### Work instructions
Reproduce the data below, starting at its first line and ending at the line that contains "(16, 133), (105, 151)", with both of those lines included.

[Data records]
•••••

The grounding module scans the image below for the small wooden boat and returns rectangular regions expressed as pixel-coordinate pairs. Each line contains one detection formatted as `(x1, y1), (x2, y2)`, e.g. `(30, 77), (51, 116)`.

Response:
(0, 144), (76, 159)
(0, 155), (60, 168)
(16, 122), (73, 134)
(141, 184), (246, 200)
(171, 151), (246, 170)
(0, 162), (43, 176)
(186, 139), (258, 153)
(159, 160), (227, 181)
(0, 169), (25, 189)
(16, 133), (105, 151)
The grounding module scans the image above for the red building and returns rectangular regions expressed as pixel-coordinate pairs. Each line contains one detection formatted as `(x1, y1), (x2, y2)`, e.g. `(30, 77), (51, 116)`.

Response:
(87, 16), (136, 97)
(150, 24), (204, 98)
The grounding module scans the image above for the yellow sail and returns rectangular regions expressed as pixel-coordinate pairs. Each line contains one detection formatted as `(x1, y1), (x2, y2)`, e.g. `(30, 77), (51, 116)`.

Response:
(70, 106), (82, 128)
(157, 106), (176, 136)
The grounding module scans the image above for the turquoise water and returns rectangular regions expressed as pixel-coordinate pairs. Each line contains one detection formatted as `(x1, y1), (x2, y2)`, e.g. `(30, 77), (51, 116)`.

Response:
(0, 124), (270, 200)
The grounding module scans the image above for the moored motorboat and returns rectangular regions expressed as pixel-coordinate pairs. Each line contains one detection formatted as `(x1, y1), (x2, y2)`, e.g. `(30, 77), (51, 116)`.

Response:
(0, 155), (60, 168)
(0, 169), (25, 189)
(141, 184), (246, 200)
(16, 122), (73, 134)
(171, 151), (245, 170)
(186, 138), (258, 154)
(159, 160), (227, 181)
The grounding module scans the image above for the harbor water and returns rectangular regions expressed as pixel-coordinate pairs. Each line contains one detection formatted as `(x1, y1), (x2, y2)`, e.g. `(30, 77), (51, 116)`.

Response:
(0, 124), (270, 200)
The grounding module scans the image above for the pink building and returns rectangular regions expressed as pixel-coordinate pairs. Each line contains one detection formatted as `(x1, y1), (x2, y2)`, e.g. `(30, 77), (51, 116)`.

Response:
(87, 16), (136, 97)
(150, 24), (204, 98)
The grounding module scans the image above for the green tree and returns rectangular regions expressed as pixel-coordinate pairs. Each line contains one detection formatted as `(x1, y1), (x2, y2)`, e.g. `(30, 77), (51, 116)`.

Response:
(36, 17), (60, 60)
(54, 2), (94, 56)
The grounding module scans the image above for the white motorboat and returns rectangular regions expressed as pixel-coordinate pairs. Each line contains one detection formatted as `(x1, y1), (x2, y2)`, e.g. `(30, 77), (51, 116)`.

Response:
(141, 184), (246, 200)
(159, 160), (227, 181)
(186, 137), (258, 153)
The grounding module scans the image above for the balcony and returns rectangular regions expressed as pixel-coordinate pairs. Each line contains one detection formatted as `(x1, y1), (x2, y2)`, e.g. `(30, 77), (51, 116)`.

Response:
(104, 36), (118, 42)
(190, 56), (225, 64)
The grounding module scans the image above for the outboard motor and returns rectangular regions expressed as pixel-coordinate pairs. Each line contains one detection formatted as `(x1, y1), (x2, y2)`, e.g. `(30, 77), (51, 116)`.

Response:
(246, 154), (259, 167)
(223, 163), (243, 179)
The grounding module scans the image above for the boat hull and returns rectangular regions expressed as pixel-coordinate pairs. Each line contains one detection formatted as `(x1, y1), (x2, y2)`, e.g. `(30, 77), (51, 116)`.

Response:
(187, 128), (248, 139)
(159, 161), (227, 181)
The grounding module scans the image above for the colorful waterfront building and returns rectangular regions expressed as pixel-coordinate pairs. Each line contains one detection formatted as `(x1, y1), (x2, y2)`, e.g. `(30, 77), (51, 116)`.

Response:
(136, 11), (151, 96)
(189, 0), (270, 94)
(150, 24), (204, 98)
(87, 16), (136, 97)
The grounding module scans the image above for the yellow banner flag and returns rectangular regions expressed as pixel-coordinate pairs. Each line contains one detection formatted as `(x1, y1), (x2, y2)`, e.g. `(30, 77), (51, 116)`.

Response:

•••••

### Answer to the problem
The grounding module scans the image below for the small wooden boat and returns rectangular regions expressed as pixel-coordinate pairs. Each line contains one detection formatted as `(x1, y1), (x2, y2)`, e.g. `(30, 77), (51, 116)`.

Response:
(0, 144), (76, 159)
(0, 155), (60, 168)
(16, 122), (73, 134)
(141, 184), (246, 200)
(171, 151), (246, 170)
(0, 162), (43, 176)
(186, 139), (258, 153)
(159, 160), (227, 181)
(0, 169), (25, 189)
(16, 133), (105, 151)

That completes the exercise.